Dataset rows:
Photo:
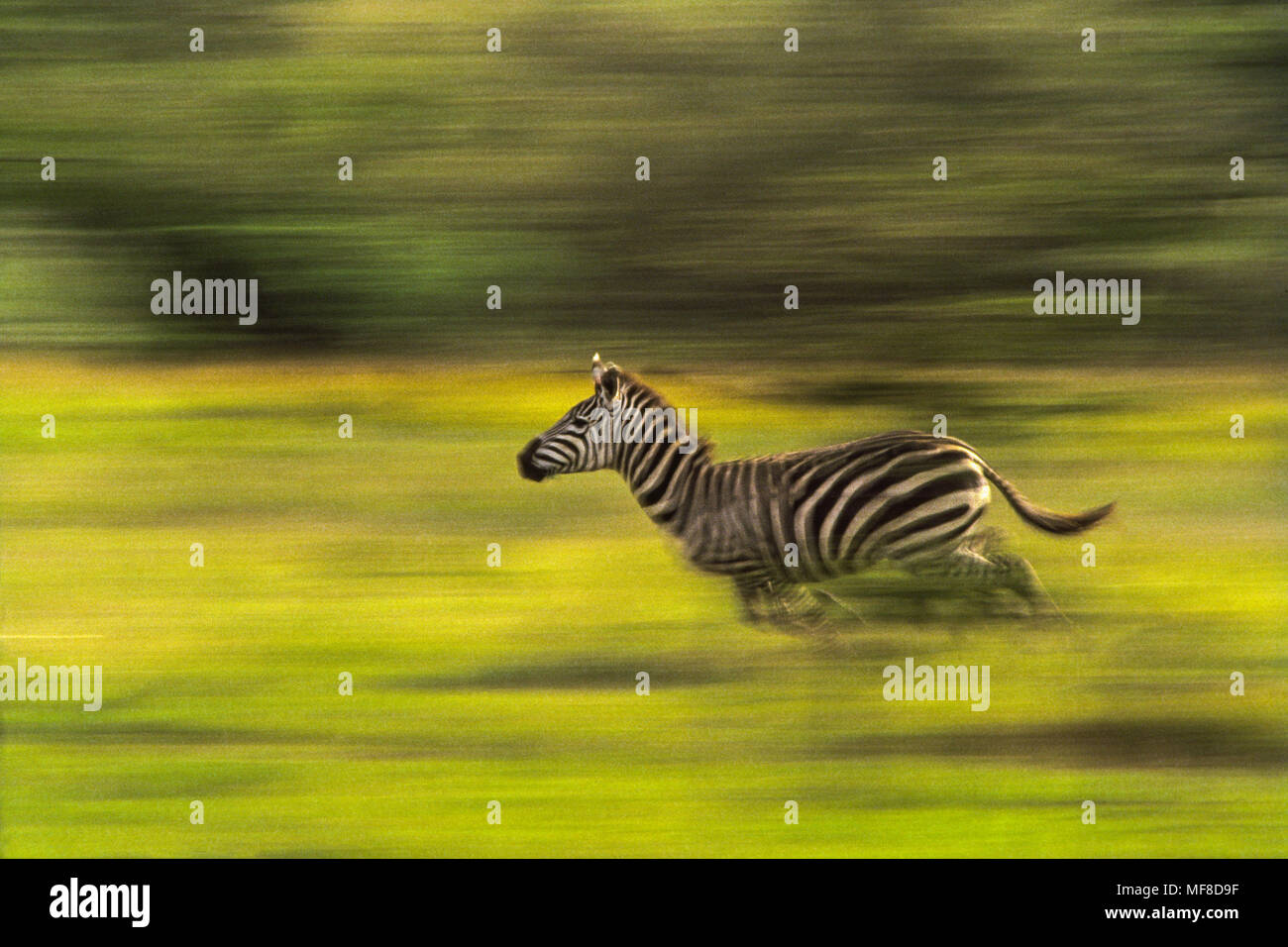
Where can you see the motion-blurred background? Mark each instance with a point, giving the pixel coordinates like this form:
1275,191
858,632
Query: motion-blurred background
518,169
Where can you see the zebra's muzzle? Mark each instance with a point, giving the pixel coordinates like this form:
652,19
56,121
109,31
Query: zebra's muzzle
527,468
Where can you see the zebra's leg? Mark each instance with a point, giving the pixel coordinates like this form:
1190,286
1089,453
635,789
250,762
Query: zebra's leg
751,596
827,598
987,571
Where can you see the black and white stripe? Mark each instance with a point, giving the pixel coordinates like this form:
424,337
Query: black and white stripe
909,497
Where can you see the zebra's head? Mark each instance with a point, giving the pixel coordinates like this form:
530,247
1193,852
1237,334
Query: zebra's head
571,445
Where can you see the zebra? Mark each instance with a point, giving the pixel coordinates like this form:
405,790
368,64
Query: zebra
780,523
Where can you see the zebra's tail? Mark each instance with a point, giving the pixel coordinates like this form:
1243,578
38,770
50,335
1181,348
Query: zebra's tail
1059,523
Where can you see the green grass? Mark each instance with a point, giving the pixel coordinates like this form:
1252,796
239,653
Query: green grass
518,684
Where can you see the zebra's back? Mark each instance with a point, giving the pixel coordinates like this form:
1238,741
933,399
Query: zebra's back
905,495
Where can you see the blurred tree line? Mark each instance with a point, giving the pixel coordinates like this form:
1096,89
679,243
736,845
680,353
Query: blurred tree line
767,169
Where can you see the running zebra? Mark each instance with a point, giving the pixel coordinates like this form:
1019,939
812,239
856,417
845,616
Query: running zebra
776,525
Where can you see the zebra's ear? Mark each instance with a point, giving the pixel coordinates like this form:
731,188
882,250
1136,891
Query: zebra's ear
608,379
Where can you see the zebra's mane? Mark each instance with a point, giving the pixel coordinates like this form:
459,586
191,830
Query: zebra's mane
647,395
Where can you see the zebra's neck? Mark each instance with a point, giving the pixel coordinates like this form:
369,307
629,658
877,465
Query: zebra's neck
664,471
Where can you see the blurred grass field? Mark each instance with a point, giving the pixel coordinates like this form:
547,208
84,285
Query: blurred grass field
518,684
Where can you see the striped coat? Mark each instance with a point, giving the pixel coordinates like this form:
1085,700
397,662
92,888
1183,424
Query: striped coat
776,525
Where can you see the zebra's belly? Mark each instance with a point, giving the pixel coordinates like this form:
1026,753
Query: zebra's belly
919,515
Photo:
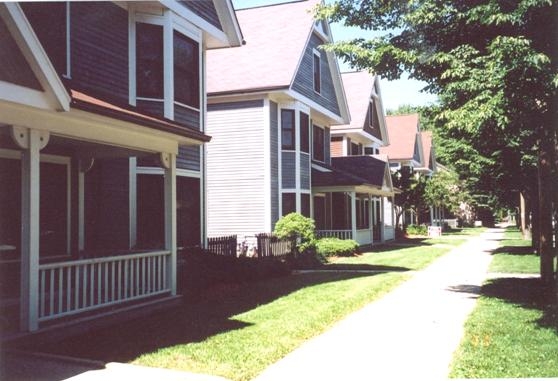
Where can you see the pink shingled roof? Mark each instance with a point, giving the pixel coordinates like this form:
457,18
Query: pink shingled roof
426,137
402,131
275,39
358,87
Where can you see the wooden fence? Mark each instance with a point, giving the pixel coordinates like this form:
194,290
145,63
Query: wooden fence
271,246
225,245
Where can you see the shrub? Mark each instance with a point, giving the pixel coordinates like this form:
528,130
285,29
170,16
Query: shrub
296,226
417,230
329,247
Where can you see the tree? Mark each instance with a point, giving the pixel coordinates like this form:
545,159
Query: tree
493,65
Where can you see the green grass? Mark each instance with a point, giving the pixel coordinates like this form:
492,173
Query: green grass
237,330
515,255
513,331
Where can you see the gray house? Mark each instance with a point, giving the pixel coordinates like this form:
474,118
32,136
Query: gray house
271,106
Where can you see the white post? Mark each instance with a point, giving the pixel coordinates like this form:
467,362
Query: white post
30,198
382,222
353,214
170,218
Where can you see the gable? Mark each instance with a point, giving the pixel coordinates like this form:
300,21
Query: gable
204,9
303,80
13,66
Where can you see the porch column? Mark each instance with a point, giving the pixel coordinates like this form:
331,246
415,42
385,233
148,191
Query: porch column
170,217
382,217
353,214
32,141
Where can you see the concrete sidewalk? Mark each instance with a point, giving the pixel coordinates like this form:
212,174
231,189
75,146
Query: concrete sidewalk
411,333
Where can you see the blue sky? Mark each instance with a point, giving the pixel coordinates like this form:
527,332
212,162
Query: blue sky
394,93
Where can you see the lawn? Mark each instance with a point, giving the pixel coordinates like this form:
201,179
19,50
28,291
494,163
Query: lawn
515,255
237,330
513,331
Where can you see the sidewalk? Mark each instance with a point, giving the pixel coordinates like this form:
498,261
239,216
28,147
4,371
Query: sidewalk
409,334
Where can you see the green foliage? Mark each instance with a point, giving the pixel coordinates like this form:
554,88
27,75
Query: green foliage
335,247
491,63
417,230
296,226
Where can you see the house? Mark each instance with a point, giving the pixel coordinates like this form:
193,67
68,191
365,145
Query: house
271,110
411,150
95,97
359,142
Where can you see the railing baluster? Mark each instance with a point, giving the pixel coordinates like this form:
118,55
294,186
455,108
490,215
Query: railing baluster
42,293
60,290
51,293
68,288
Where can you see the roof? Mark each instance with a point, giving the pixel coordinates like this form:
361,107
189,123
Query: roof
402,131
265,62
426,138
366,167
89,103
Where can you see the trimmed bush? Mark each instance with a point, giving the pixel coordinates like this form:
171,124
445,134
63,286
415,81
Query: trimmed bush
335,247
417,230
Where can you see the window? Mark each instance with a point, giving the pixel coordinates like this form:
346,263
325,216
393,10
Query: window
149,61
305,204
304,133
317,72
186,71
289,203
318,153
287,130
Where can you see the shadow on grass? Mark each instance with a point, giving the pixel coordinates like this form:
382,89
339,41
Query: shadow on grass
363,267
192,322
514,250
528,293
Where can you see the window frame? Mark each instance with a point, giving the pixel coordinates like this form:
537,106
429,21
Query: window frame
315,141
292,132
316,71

TASK BRIEF: Omit the pictures and restate the rest of the records verbatim.

WRITTEN ANSWER:
Photo:
Where can you see the motion-blurred background? Mark each instance with a point, giving the pixel coordinates like this form:
1275,191
858,632
Query: motion-blurred background
518,169
Where can you see the zebra's muzzle? Mark each instance with a point, giving the pixel coordinates like this form:
652,19
56,121
109,31
Query: zebra's muzzle
527,468
Where can you see the zebra's leg? Mark each instance with a point, giving the pixel coordinates like this form:
1190,286
1089,453
635,789
250,762
Query: zebra's leg
751,596
827,598
987,571
Where can you see the black and white stripe? Mark each instance with a point, giving the pixel coordinates like this form:
424,337
Query: black and white stripe
909,497
Where can you see the zebra's head? Mark each instance with a point, giving the pixel coordinates like this form:
530,247
1193,852
1237,334
Query: zebra's head
571,445
Where can you see the zebra? Mark each instance with a point, giving the pixel coordinates like this form:
405,790
368,64
Query: zebra
780,523
Where can you see the zebra's tail? Mark each instance with a point, giving the pixel coordinates like this form:
1243,578
38,770
50,335
1181,348
Query: zebra's tail
1059,523
Where can you see the green grass? Mark each instance with a point, giving the pixel coordinates like this form:
1252,796
239,653
Query: green grass
518,684
Where can you see the zebra's back? Mark each instance with a point, giving the pixel coordinates like this form:
1238,741
933,399
Query: zebra's back
905,495
Where can you see the blurred tree line? Mark each instance with a point, giving the pixel coordinates like this form:
1096,89
679,243
736,845
680,353
Query: blurred tree line
767,169
Where can you see the running zebra? Mark each instance with a point, giving the pixel coordinates like this form:
1019,939
812,239
856,417
845,616
Query: running zebra
776,525
Where can you see the zebra's ear? Mark each instance with a point, giving the pixel coordinates like this form:
731,188
882,250
1136,891
Query: zebra's ear
608,379
Where can you see the zebra's mane? Mark each instance with a point, giving the pixel coordinates like this form:
459,586
191,830
Query: zebra's mane
647,395
Where can you see the zebra's neck? Mark each instance with a point, giving the pixel coordinates like this form:
369,307
629,658
877,465
Query: zebra's neck
664,471
Where can you see the blurred grass field? Mark each instance with a point, giving the pixel coordinates like this form:
547,208
84,285
Query: blurred grass field
518,684
Where can you see the striped coat? Mark each instance with a point, giving the pixel coordinates like this form:
1085,700
397,662
92,888
1183,424
Query: striped coat
776,525
Where can you see the zebra's belly? Mark each instance with a point, giving the pixel coordinates like this form:
1026,753
Query: zebra's belly
919,515
Photo:
Where can you see the pink shingled roof? Mark each instance with a point, giving the pixel coordinates like this form:
457,18
Query: pink shingled roof
426,137
402,131
275,39
358,87
Where can you see the wooden fence? Mark each instance with a point, giving the pixel coordinates like this form:
194,290
145,63
Query: wooden fence
271,246
225,245
Where can you see the shrub? Mark each instance with a point, giving the pixel coordinates like this form:
528,130
285,29
170,16
Query: shrub
296,226
417,230
329,247
Where can you see the tree? Mark each instance with a point, giving the pixel coordinates like this form:
545,159
Query: tree
493,65
Where can you see the green grass? Mark each instance with a point, giving the pixel coordinates like this form:
492,173
Query: green grass
237,330
515,255
513,331
Where can you see the gray house? Mark each instance with a point, giving the pixel coordinates like this form:
474,118
32,136
Query: gray house
271,106
Where can you see the white post? Mark each instance with a point, giving the pixel coordinates like this form:
467,362
Query: white post
30,198
382,222
353,214
170,218
Where can you see the gable? Mark each instance with a point, giving the pixel coordinates like this form:
300,21
Query: gable
204,9
303,80
13,66
Where can you see the porch column? Mark each instance with a point, giving the pixel coordinates like this form:
331,246
415,42
385,233
148,191
Query: porch column
170,217
382,217
353,214
32,141
Where can you see the concrete sidewalk? Mark each instance with a point, giving the pixel coordinates like this form:
212,174
231,189
75,146
Query: concrete sidewalk
411,333
Where can you see the blue sky? Mark each instance with a point, giving the pixel coordinates like this form:
527,332
212,162
Query: blue sky
394,93
Where can you see the lawn? Mark each instance with a point, giving the pixel coordinates like this form:
201,179
19,50
28,291
494,163
Query: lawn
515,255
237,330
513,331
Where can you see the sidewalk? Mark each instance with a point, giving the pixel coordinates like this form:
498,261
239,216
28,147
4,371
Query: sidewalk
409,334
Where can you see the green foliage? Mark each instance with a point, giving the pixel coordinates like this form:
554,88
27,75
Query: green foliage
335,247
491,63
417,230
296,226
Where can you see the house? Mark each instance with a point, giving the pixel coordinates like this form:
193,67
68,191
365,145
Query: house
271,110
411,150
95,97
359,142
Where can you see the railing baluster? Mark each instance with a point, giving the pixel coordinates like this form:
118,55
294,186
455,108
490,215
Query: railing baluster
42,293
60,290
51,293
68,288
Where can you see the roof? Mark each instance with a point, giving the pixel coordinates like this form:
361,107
189,123
Query: roof
402,131
265,62
426,138
366,167
89,103
Where can you see the trimmed bush? Mark each instance with a point, giving the pixel coordinates like this form:
171,124
445,134
63,286
415,81
Query: trimmed bush
335,247
417,230
Where can you see the window? Mark each instance with a point, giving the pixel coordinates like this form:
346,263
325,216
393,10
Query: window
149,61
305,204
304,133
317,72
186,71
289,203
318,153
287,130
Where can you see the shadow on grass? Mark each instance with a point, giving the pixel coordinates like this form:
382,89
339,41
Query: shadow on grass
363,267
192,322
514,250
528,293
Where can you see the window frame? Mark each instance with a point, giving the pixel coordinates like this form:
537,106
429,21
Query: window frame
315,141
292,132
316,71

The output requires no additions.